→ ИСХОДНЫЙ ТЕКСТ:

■ ■ ■ ■ ■

Например, для избирателей вводился особый имущественный ценз, проверка, «понимания» конституции, от них требовали подтверждения «нравственного образа жизни», свидетельства о происхождении и т. д.

Впоследствии в конституции штатов .были внесены изменения, направленные на то, чтобы не допустить негров к избирательным урнам. Когда, например, в 1890 г. менялась Конституция штата Миссисипи, то цель этого формулировалась предельно откровенно: сокращение числа негров-избирателей. В 1901 г. один из сенаторов штата Вирджиния обратился к Конституционной конвенции штата с такими словами: «Дискриминация? Что ж, это именно то, что мы предлагаем; это то, ради чего данная конвенция избрана, — проводить дискриминацию в крайней форме, возможной с учетом ограничений, налагаемых Федеральной Конституцией, с намерением устранить каждого негритянского избирателя, который может быть изгнан законным путем... не уменьшая численности белых избирателей». Эти меры не оставались без последствий. К 1910 г. во всех южных штатах негры практически были лишены права голоса. В Луизиане, например, число избирателей-негров с 130333 человек в 1896 г. упало до 1342 человек в 1904 г.

Примерно до 1898 г. сегрегация на железных дорогах и в местах общего пользования, за редким исключением, не практиковалась. Но в последующие годы быстро стала складываться система жесткой сегрегации и дискриминации, повсеместно вводились так называемые законы Джима Кроу, которые предполагали выделение для негров «особых мест» в железнодорожных вагонах, театрах, специальных общественных уборных и т. п. В Атланте, например, в судах были выделены специальные экземпляры библии для негров и отведены особые лифты в общественных зданиях. Все более интенсивной становилась проповедь врожденной неполноценности негров и «органической» порочности их натуры. Все активнее действовал Ку-клукс-клан, все чаще устраивались суды Линча, которые постепенно стали привычным явлением «американского образа жизни». Так, с начала XX в. до первой мировой империалистической войны, по неполным данным, линчеванию было подвергнуто свыше 1100 человек.

■ ■ ■ ■ ■

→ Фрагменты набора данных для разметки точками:
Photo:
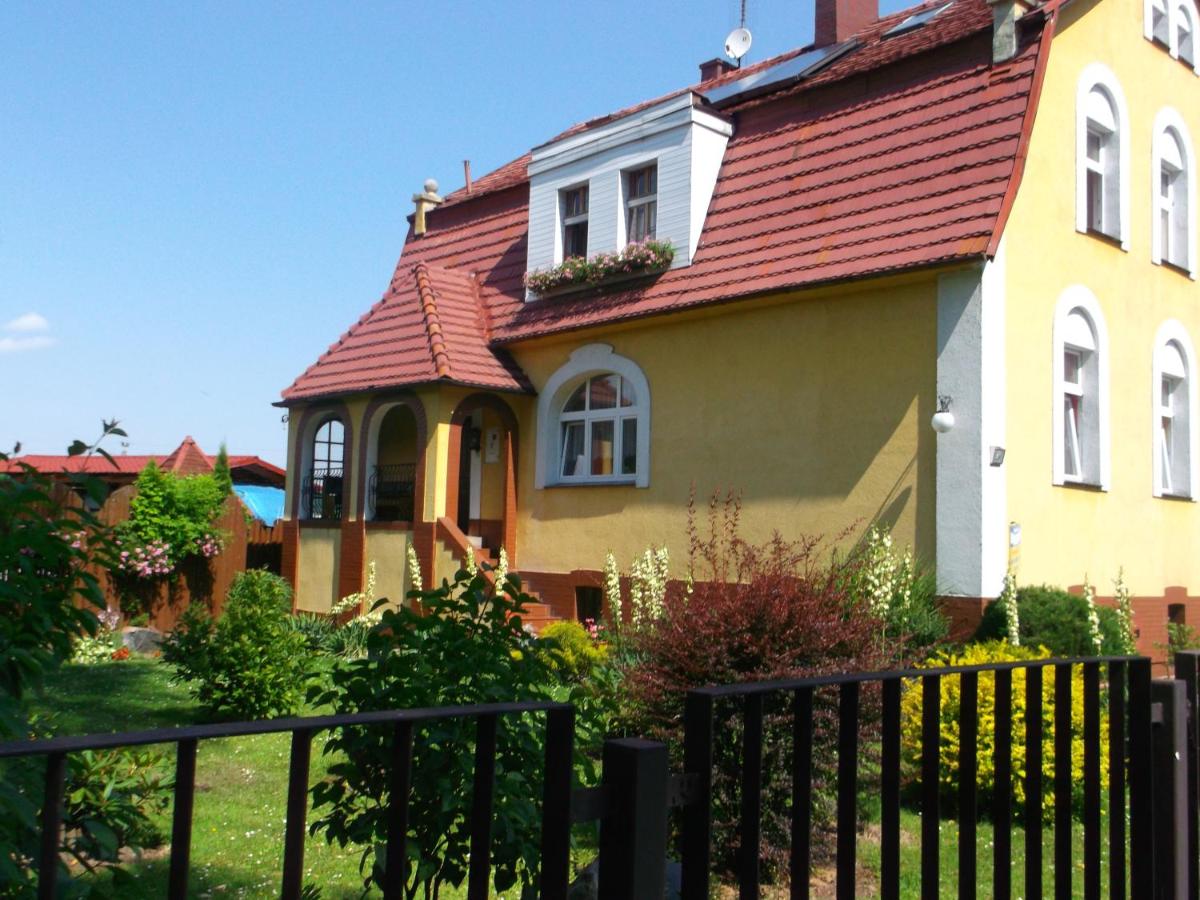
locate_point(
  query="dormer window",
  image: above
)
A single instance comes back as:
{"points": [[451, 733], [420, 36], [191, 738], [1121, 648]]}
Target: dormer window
{"points": [[641, 203], [575, 222]]}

■ ■ ■ ■ ■

→ ИНСТРУКЦИИ К УПРАЖНЕНИЮ:
**A.** Перескажите кратко в виде списка абзац текста о дискриминации в южных штатах, начинающийся словами «Примерно до 1898 г.», сохранив основные факты.
**B.** Как, согласно тексту о дискриминации в южных штатах, изменилось число избирателей-негров в Луизиане с 1896 по 1904 г.?
**C.** Продолжите, пожалуйста, текст о дискриминации в южных штатах с того места, где он заканчивается.
Данные представляют собой самостоятельный материал.

→ ОТВЕТЫ ПО ЗАДАНИЯМ:
**A.**
- Примерно до 1898 г. сегрегация на железных дорогах и в местах общего пользования почти не практиковалась.
- Затем быстро сложилась система жесткой сегрегации и дискриминации: законы Джима Кроу отводили неграм «особые места» в вагонах, театрах, отдельные уборные и т. п.
- В Атланте в судах были отдельные экземпляры библии для негров, а в общественных зданиях — особые лифты.
- Все интенсивнее звучала проповедь врожденной неполноценности негров.
- Активизировался Ку-клукс-клан, суды Линча стали привычным явлением.
- С начала XX в. до первой мировой войны, по неполным сведениям, линчеванию подверглись свыше 1100 человек.

**B.** Оно упало со 130 333 человек в 1896 г. до 1342 человек в 1904 г.

**C.**
Одним словом, именно в эти годы быстро складывалась система сегрегации и дискриминации*, возникала и открыто провозглашалась идеология расизма — новый способ «держать негров на своих местах», сменивший прежний — юридически закрепленное рабство.

* Дискриминация и сегрегация — тесно связанные между собой формы проявления расизма. Дискриминация (от англ. ( discrimination — «различный подход», «неодинаковое отношение») — лишение равных прав, оценка негров как людей «второго сорта» (например, при приеме на работу, в учебные заведения и т.д.). Сегрегация (от англ. segregation — «отделение», «изоляция»)—отделение негров от белого населения при помощи системы запретов, выделения мест и форм обслуживания «только для черных».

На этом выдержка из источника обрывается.